第9章
弁当と駅弁

RECIPE

レシピ

おにぎりの作り方動画です。
詳しいレシピは本書をご覧ください。

IDIOM

慣用句

腹八分目

ご飯はお腹いっぱい食べるのではなく八分目(80%)ぐらいにしておくのが健康にいいという意味。


「いくらお腹が減っていても、腹八分目にしたほうが健康にいいですよ。」

A: よく食べるね。
B: うん、今日はお腹ペコペコなんだ。
A: でも、腹八分目にしたほうが健康にいいよ。

本文関連リンク

各章の本文に関連する写真や文献へのリンクです。

弁当

駅弁

数は少ないですが、まだ駅弁売りは残っているようです。残っている駅を探してみましょう。

海苔
海苔はすしが一番ゆうめいですが、他にはどんな食べ方がありますか?
日本以外で海苔を食べる国はどこがありますか?

映画「今日も嫌がらせ弁当」(2018)
キャラ弁をテーマにした映画です。実話に基づいています。

(図形境界の項目)
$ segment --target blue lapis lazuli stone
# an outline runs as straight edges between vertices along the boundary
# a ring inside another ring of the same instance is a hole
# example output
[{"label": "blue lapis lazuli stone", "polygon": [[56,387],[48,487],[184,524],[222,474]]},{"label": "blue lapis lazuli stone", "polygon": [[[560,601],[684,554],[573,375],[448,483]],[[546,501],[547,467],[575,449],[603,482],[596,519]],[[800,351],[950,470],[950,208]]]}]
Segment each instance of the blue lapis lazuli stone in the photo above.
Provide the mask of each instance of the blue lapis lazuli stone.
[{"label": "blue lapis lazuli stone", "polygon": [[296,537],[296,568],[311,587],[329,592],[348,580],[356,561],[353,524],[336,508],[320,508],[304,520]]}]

→ **課題の内容**
• A. 弁当と駅弁のページでは、「腹八分目」はどういう意味だと説明されていますか。
• B. 弁当と駅弁のページを、最後の文の後から続けてください。

→ **解答**
• A. ご飯をお腹いっぱい食べずに、八分目(80%)ぐらいにしておくのが健康にいいという意味です。

• B.
ESSAY

パーソナルエッセイ

お弁当の思い出
ウェイ諸石万里子

私は食べるのが大好きで、子供の頃の幸せな思い出話には必ず食べ物が登場する。特にお弁当に関しては、 数え切れないほどの思い出がある。中学校から高校まで六年間、兵庫県にあるカトリック系の女子校に通った。教職員のほとんどが修道女で、校則が厳しいことで有名な学校だった。中でも忘れられないのが、「昼食は必ず自宅から栄養バランスのいいお弁当を持参する事。登下校中にパン屋やコンビニエンスストアで昼食を購入することは堅く禁じる。」という校則だ。私の母校にはカフェテリアや購買部がなくて、 コーヒー牛乳と豆乳が売っている自動販売機が二台あるだけだった。おやつを家から持って来てはいけなかったし、昼休み以外に飲食する事も禁止されていたのだ。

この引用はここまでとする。